[Job] Transcribe every one of the rows below without changing a character.

[Dataset rows]

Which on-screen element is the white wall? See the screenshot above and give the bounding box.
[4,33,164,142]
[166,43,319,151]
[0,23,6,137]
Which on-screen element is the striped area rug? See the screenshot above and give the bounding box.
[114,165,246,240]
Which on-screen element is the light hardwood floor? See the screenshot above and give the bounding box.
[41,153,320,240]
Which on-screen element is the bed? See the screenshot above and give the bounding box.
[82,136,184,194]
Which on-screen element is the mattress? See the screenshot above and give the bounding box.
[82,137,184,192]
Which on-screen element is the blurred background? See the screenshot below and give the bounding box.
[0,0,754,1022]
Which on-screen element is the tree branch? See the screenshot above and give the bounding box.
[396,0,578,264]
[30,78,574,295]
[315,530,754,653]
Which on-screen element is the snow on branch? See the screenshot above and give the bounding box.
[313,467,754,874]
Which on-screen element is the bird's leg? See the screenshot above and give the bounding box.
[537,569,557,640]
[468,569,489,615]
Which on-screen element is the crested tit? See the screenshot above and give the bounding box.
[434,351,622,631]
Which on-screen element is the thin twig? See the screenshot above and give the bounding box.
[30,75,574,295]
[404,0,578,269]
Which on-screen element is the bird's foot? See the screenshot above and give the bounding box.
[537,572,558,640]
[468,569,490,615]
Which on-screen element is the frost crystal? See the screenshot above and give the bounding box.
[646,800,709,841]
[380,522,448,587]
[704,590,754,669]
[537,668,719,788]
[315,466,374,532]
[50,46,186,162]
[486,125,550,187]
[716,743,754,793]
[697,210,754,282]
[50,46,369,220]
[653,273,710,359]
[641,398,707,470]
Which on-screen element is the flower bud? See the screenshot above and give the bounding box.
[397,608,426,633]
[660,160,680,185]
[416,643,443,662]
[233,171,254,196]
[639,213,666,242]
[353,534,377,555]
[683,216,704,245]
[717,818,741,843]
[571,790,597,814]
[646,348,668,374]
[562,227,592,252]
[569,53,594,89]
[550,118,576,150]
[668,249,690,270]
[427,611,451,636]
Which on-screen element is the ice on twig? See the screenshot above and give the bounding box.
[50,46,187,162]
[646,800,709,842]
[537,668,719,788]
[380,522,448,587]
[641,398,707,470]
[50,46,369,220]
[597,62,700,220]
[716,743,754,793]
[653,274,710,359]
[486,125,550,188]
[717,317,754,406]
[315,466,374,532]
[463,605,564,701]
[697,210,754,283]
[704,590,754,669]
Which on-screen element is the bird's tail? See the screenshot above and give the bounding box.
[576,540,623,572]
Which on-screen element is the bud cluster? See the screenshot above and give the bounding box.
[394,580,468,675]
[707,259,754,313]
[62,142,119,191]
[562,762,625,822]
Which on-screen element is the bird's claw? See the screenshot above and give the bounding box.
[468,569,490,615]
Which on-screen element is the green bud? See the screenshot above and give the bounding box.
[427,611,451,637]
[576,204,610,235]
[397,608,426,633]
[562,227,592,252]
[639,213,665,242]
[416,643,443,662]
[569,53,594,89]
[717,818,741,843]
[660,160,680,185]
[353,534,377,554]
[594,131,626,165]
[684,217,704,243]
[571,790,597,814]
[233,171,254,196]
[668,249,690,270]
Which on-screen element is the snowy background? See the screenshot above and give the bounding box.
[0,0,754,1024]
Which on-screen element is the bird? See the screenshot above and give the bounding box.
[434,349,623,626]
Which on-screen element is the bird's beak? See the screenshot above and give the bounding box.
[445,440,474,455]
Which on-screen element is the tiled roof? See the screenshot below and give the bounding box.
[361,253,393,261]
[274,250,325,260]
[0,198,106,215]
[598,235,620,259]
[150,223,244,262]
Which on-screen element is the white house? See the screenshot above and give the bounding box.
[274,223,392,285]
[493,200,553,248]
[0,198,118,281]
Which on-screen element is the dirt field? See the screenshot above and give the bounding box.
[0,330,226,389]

[Expected output]
Which on-screen element is the white wall? See the screenshot above and give the bounding box.
[4,33,164,142]
[166,43,319,151]
[0,23,6,137]
Which on-screen element is the striped area rug? See the screenshot above and give the bounding box.
[114,165,246,240]
Which on-screen element is the light hardwood floor? See the screenshot above and give the bounding box.
[41,153,320,240]
Which on-screen element is the bed? See the screenshot above and give the bounding box.
[82,136,184,194]
Which on-screen element is the mattress? See the screenshot above and give the bounding box.
[82,137,184,192]
Which on-screen element is the blurred background? See the screenshot below and give the bounding box.
[0,0,754,1022]
Which on-screen element is the tree branch? See the screenshot above and give the bounding box.
[396,0,578,264]
[30,78,574,295]
[315,530,754,653]
Which on-screen element is the snow on branch? See the screenshot above and give the bounding box.
[313,467,754,874]
Which on-screen element is the bird's leg? See the screenshot above and give the bounding box.
[537,569,557,640]
[468,569,489,615]
Which on-screen element is the crested tit? See the screenshot above and give the bounding box.
[434,351,622,631]
Which on-screen element is the thin twig? See the screenshot above and give the bounding box.
[30,75,574,295]
[404,0,578,269]
Which on-screen element is the bird's foot? See the screenshot above and give the bounding box.
[537,572,558,640]
[468,569,490,615]
Which on-screen element is the frost crystal? See the screenshot above and give the bounding box.
[646,800,709,841]
[380,522,448,587]
[704,590,754,669]
[537,668,719,788]
[315,466,374,532]
[50,46,186,162]
[486,125,550,187]
[716,743,754,793]
[697,210,754,282]
[50,46,369,220]
[653,273,710,359]
[641,398,707,470]
Which on-screen element is the flower bud? See the screenshot above and give the bounding box.
[397,608,426,633]
[660,160,680,185]
[416,643,443,662]
[233,171,254,196]
[639,213,666,242]
[353,534,377,555]
[683,216,704,245]
[717,818,741,843]
[571,790,597,814]
[646,348,668,374]
[562,227,592,252]
[569,53,594,89]
[550,118,576,150]
[668,249,690,270]
[427,611,451,636]
Which on-screen element is the ice on twig? See the screenshot above and give the bounding box.
[50,46,187,162]
[646,800,709,842]
[537,668,719,788]
[380,522,448,587]
[641,398,707,470]
[50,46,369,220]
[597,62,700,220]
[716,743,754,793]
[653,274,710,359]
[486,125,550,188]
[717,317,754,406]
[315,466,374,532]
[463,605,564,701]
[697,210,754,283]
[704,590,754,669]
Which on-screen element is the bird's tail? See the screenshot above and give the bounding box.
[576,540,623,572]
Which on-screen element is the bud cluster? See the screenshot above and give the bounding box.
[394,580,468,675]
[707,259,754,313]
[62,142,119,191]
[562,762,625,822]
Which on-screen element is the bird's claw? See the screenshot above and give the bounding box.
[468,569,490,615]
Which on-screen element is the green bud? See the screenshot above and give the bounding box.
[427,611,451,637]
[576,204,610,235]
[397,608,426,633]
[562,227,592,252]
[639,213,665,242]
[416,643,443,662]
[569,53,594,89]
[717,818,741,843]
[660,160,680,185]
[353,534,377,554]
[594,131,626,165]
[684,217,704,243]
[571,790,597,814]
[233,171,254,196]
[668,249,690,270]
Which on-screen element is the snowy background? See the screenshot above and give the bounding box.
[0,0,754,1024]
Which on-screen element is the bird? See the screenshot above and give the bounding box.
[434,349,623,626]
Which on-screen element is the bird's beak? See the screenshot above and give the bounding box.
[445,440,474,455]
Which on-screen element is the tiled roof? See the screenshot below and give the bounding box.
[361,253,393,261]
[274,250,325,260]
[0,198,106,215]
[598,235,620,259]
[150,223,244,262]
Which on-screen element is the white house? See the screenshot above and give the bounding box.
[274,223,392,285]
[493,200,553,248]
[0,198,118,281]
Which on-screen element is the dirt field? See the screenshot above and give the bounding box.
[0,330,226,389]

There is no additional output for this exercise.